= Texto de origem =

※ ※ ※

Com a extinção do Território Federal do Iguaçu, em setembro de 1946, Cascavel voltava a fazer parte do Estado do Paraná e a comunidade se voltava às atividades madeireiras, que também pautavam a expansão do comércio e dos serviços.
Por sua vez, chegados recentemente, para ter influência em um Estado já tradicional em seu litoral e capital, com um Norte que se fortaleceu enquanto o Oeste patinava no Território Federal, os gaúchos da Companhia Maripá passaram a intensificar seu projeto de colonização, comércio, indústria e influência política.
No entender do advogado José Bernardo Bertoli, o projeto da Maripá era transformar a cidade de Toledo no polo regional do Oeste, iniciativa que nos primeiros anos não causou qualquer comoção em Cascavel.
Para o líder local Jeca Silvério, parentes e amigos com postos de prestação de serviços na vila e no interior, o progresso de Toledo também servia a Cascavel: os trabalhadores da Maripá já em serviço na Fazenda Britânia eram clientes de seus produtos coloniais.
A compatibilidade entre cascavelenses e toledanos se refletia também na política, já que os líderes toledanos se inclinaram a participar da mesma corrente política em que já estavam os líderes cascavelenses Horácio Reis e José Neves Formighieri: o Partido Trabalhista Brasileiro (PTB).

※ ※ ※

= Informações extraídas =

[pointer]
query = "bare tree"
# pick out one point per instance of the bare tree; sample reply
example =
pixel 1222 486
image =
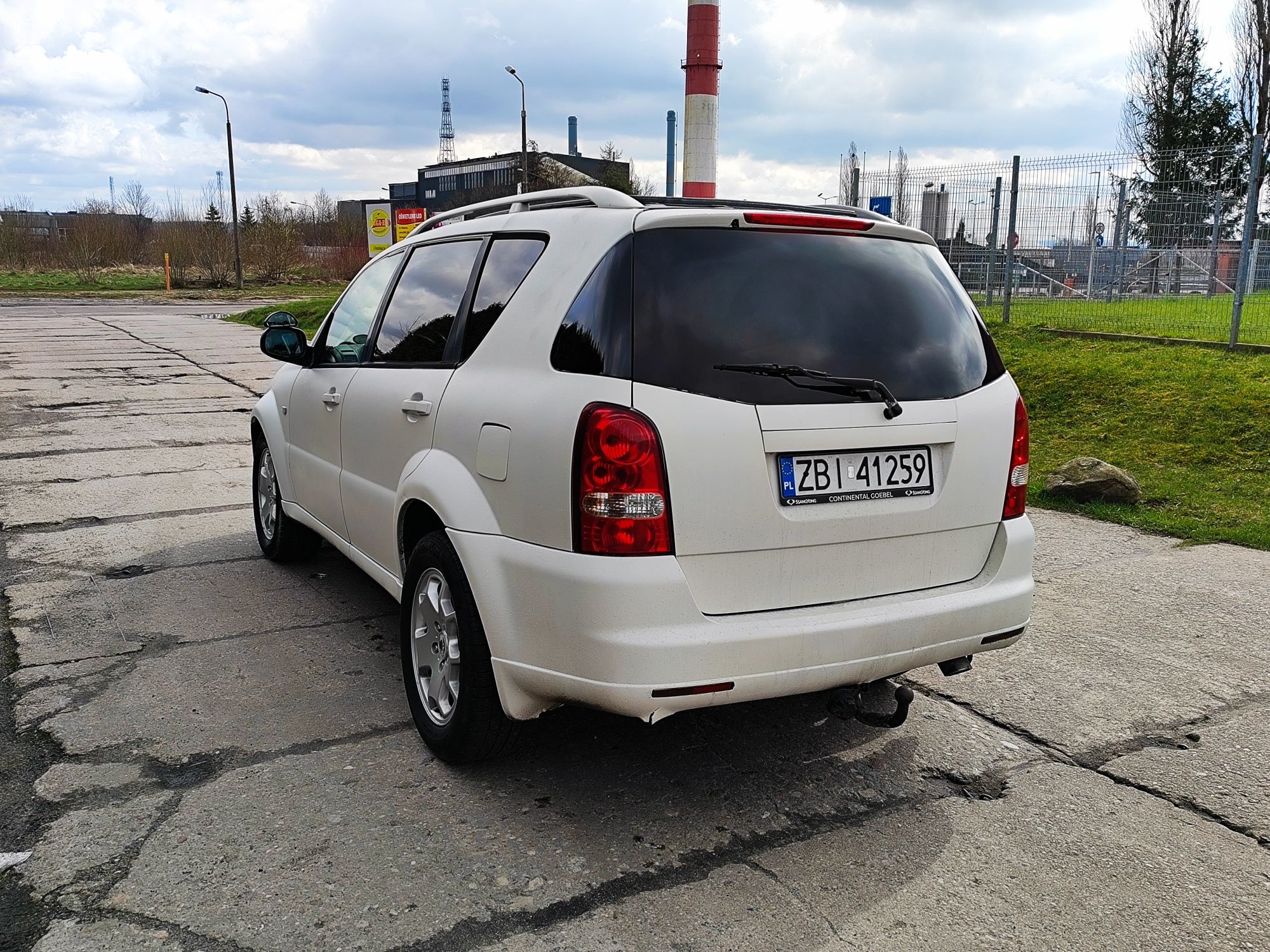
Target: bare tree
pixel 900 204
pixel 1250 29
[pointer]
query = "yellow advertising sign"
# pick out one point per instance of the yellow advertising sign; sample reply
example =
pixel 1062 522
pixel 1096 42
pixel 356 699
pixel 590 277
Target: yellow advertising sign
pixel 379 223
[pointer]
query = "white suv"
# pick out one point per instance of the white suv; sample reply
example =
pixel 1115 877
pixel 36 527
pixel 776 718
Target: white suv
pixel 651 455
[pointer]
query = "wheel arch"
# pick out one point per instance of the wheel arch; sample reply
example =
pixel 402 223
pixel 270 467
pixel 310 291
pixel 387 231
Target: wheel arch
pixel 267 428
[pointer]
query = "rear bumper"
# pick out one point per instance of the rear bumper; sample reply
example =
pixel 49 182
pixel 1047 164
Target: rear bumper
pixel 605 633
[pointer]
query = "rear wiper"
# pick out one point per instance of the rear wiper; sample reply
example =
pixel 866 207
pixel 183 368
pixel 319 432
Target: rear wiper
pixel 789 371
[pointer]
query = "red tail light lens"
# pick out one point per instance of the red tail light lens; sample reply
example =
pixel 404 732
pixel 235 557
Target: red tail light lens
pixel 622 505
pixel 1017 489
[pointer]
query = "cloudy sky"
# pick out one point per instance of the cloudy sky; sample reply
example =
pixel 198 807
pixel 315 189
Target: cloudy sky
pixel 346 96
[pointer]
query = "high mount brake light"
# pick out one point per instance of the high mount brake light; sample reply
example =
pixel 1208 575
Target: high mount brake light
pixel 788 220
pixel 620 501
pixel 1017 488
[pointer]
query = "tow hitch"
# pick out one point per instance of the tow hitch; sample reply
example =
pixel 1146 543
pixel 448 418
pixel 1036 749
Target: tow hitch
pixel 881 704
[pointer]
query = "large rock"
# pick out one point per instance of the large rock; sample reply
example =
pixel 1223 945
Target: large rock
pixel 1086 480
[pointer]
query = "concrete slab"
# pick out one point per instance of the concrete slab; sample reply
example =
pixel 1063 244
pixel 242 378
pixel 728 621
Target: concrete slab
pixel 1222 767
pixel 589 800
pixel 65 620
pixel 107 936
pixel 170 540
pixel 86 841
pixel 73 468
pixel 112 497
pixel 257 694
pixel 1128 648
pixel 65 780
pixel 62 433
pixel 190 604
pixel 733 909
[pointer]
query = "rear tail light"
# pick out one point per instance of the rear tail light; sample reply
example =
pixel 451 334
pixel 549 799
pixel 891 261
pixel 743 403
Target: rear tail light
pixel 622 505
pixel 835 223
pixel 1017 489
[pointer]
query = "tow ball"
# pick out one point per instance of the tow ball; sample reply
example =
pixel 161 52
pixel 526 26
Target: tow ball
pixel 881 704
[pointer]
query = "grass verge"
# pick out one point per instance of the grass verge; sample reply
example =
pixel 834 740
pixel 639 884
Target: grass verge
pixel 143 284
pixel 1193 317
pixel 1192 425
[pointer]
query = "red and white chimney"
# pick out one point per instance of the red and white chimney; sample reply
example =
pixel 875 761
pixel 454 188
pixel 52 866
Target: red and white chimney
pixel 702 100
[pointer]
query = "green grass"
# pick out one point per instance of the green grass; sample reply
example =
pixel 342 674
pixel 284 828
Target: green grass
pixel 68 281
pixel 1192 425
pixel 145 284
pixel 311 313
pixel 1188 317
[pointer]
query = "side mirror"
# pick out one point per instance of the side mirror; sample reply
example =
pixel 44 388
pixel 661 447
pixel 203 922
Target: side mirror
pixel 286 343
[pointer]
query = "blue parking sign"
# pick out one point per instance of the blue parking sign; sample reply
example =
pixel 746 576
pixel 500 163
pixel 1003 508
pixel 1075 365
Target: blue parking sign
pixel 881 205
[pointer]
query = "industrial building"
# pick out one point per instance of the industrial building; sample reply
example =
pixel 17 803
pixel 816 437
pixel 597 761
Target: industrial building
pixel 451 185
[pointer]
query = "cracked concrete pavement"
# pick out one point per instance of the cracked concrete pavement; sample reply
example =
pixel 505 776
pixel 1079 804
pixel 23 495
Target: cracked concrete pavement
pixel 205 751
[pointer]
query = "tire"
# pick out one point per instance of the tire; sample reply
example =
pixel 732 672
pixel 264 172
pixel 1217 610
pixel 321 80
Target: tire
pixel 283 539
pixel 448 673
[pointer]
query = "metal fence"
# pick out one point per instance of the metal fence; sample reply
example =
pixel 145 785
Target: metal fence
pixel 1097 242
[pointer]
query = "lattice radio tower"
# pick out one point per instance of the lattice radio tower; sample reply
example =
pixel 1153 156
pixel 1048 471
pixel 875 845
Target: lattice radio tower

※ ※ ※

= Tarefas a realizar =
1 - Responda com base no texto sobre Cascavel:
(a) Em que mês e ano foi extinto o Território Federal do Iguaçu?
(b) Segundo o advogado José Bernardo Bertoli, que cidade a Maripá pretendia transformar no polo regional do Oeste?
(c) Em que partido estavam os líderes cascavelenses Horácio Reis e José Neves Formighieri?
2 - Prolongue, por favor, o texto sobre Cascavel e Toledo a partir da última frase apresentada.

= Respostas por tarefa =
1 -
(a) Em setembro de 1946.
(b) Toledo.
(c) No Partido Trabalhista Brasileiro (PTB).

2 -
Lupion atrapalhou a harmonia regional
No entanto, a comunidade italiana cascavelense, cujos negócios concorriam com as empresas dos mesmos ramos que se formavam em Toledo, reagiria depois às tentativas da Companhia Maripá de desviar a rodovia federal para que passasse ao Norte de Cascavel e de criar o Município de Toledo tendo a vila de Cascavel como seu distrito.
Assim, com a criação dos dois municípios e a definição da rodovia seguindo quase o mesmo traçado da atual, somente retirada mais tarde do centro histórico de Cascavel por necessidades urbanísticas, os líderes de Cascavel e Toledo caminhavam juntos, ligados ao mesmo PTB de Horácio Reis e Willy Barth, o líder toledano.
Os atritos e rivalidades entre Cascavel e Toledo só começaram quando o PTB perdeu as eleições de 1956 em Cascavel e Toledo, por pressão do novo homem forte do Paraná – Moysés Lupion, que depois de inicialmente apoiado pelo PTB optou pelo PSD, iniciando uma forte rivalidade entre os dois.
Durante uma década, porém, ainda em 1946 e anos seguintes as necessidades de Cascavel e Toledo eram exatamente as mesmas e começavam pela urgência de superar o atraso em relação ao Norte decorrente da paralisia nos três anos de vigência do Território Federal.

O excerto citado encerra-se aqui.